**Given exercise:**
Pull out every line of the entries below that contains the word "covered" and copy each one unchanged.

Begin

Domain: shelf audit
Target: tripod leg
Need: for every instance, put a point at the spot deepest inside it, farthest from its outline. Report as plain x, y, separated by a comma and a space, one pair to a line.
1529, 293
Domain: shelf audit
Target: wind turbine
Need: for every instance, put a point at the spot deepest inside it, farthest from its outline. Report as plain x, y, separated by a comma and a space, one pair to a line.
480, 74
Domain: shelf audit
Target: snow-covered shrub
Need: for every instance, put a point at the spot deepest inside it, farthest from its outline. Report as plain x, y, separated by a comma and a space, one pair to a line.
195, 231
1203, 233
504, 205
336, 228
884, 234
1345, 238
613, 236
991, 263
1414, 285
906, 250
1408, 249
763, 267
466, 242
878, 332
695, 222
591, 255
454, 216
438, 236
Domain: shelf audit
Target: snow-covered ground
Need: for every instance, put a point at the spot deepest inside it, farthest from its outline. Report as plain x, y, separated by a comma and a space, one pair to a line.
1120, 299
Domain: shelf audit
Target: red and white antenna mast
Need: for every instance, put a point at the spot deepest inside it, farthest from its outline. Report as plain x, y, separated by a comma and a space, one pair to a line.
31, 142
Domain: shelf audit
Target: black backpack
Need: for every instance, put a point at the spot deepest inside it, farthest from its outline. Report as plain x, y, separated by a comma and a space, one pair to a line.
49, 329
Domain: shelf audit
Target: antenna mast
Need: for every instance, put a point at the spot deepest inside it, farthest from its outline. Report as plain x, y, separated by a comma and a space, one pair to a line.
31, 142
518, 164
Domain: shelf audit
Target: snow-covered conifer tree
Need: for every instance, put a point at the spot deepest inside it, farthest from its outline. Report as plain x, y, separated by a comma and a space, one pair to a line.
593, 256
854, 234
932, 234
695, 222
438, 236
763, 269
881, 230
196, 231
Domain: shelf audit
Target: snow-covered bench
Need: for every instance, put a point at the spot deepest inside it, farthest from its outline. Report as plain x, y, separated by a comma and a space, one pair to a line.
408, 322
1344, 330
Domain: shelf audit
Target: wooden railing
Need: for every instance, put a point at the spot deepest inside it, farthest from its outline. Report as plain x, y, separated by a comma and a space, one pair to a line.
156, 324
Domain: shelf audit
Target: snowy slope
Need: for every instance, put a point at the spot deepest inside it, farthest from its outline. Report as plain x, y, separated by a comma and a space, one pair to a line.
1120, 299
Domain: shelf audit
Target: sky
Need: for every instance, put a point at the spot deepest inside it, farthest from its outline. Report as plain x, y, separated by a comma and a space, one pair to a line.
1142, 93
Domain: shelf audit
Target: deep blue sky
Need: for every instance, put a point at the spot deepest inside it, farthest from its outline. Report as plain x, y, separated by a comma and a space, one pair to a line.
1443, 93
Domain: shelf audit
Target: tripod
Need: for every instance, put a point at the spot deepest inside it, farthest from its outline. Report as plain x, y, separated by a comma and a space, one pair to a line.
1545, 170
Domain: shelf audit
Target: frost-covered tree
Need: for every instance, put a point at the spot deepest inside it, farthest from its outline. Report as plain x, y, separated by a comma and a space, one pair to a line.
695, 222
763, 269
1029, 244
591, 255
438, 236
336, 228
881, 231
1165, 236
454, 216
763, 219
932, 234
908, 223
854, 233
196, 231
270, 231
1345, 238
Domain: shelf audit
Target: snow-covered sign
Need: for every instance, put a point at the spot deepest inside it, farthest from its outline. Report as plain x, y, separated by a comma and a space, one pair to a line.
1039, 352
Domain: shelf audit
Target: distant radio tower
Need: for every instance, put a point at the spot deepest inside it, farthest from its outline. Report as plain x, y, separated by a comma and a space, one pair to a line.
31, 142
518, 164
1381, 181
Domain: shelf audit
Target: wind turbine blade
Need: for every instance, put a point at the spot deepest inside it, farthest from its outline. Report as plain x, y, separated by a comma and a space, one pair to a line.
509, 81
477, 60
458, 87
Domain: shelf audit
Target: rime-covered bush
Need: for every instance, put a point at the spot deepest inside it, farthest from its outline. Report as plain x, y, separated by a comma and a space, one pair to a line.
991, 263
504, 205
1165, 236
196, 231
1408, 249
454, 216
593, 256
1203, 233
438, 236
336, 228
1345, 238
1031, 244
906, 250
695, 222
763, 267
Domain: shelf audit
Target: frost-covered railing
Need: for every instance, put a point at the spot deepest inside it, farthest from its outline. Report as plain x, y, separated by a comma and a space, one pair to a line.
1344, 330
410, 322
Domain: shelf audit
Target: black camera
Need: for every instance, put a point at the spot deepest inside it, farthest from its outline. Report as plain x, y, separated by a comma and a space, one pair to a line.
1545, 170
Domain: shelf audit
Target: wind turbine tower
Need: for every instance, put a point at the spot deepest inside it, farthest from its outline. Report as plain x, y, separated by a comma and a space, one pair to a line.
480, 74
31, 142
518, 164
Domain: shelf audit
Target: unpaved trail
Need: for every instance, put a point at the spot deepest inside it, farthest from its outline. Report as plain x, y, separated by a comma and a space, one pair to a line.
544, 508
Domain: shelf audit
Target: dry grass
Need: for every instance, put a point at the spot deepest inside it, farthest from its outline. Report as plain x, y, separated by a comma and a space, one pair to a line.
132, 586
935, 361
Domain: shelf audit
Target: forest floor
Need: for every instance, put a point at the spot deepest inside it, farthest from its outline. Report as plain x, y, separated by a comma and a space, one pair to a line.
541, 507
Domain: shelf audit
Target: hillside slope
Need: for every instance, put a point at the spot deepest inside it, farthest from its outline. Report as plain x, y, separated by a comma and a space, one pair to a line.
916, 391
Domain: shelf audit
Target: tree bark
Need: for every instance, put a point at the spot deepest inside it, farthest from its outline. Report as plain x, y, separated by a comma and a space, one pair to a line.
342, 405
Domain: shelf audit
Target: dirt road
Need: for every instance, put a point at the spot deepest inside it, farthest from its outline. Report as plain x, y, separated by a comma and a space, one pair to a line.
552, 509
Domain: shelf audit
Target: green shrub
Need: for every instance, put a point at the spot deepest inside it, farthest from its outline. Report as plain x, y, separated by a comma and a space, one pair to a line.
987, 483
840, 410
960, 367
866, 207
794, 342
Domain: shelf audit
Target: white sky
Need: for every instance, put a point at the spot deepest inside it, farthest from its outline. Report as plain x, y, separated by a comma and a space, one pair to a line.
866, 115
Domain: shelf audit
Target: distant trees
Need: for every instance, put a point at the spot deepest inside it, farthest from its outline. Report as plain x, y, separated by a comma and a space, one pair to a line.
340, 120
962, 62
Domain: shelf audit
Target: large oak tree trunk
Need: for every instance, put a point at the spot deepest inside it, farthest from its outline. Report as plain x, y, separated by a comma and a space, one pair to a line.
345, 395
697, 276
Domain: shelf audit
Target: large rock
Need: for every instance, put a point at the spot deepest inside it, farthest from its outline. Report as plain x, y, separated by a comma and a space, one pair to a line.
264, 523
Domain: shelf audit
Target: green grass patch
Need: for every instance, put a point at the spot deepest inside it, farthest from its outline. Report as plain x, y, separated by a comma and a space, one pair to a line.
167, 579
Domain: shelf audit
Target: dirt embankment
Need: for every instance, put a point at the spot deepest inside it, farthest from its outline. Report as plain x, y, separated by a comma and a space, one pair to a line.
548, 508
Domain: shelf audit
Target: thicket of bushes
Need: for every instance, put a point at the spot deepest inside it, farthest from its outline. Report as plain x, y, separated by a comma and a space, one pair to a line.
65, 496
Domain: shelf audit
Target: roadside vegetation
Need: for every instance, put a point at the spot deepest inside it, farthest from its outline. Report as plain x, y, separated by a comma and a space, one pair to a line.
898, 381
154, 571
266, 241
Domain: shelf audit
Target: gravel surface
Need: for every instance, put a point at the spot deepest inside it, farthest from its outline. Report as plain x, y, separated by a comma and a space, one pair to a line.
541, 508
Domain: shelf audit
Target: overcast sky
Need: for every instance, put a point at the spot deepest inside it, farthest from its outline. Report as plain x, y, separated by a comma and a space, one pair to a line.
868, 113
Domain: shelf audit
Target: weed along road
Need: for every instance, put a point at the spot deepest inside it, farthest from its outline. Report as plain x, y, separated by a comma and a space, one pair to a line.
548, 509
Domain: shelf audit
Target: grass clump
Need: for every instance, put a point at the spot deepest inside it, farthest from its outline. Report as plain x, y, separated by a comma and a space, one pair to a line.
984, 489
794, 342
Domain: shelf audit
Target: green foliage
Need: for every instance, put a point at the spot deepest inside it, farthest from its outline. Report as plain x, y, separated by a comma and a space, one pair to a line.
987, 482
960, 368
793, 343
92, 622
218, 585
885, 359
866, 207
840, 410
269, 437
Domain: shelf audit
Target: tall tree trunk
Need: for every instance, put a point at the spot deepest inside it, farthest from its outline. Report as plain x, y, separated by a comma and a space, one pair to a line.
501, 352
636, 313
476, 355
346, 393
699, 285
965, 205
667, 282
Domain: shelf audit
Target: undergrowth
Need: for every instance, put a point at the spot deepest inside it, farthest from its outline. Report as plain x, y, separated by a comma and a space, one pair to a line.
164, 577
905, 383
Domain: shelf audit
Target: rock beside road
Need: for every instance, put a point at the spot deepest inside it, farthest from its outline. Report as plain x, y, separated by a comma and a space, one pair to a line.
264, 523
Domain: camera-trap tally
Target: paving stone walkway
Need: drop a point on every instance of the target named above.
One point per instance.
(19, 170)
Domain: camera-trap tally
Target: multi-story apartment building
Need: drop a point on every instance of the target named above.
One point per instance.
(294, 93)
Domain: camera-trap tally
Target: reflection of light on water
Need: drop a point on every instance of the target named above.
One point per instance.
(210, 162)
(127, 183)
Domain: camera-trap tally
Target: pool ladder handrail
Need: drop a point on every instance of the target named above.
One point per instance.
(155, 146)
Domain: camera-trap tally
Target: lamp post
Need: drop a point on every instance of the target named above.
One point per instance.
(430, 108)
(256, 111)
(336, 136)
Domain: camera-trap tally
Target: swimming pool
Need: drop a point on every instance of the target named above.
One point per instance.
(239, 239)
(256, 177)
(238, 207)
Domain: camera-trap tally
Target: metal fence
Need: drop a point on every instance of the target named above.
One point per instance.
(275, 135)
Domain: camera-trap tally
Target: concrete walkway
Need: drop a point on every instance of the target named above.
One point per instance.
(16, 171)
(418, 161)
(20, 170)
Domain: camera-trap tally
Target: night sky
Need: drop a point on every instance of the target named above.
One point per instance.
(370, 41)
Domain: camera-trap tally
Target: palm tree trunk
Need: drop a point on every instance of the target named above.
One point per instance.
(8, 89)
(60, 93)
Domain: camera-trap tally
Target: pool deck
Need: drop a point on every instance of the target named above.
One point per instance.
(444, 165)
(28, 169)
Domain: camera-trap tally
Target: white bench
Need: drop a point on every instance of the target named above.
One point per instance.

End

**Response:**
Target: snow-covered shrub
Target: snow-covered ground
Target: snow-covered conifer tree
Target: snow-covered bench
Target: frost-covered tree
Target: snow-covered sign
Target: rime-covered bush
Target: frost-covered railing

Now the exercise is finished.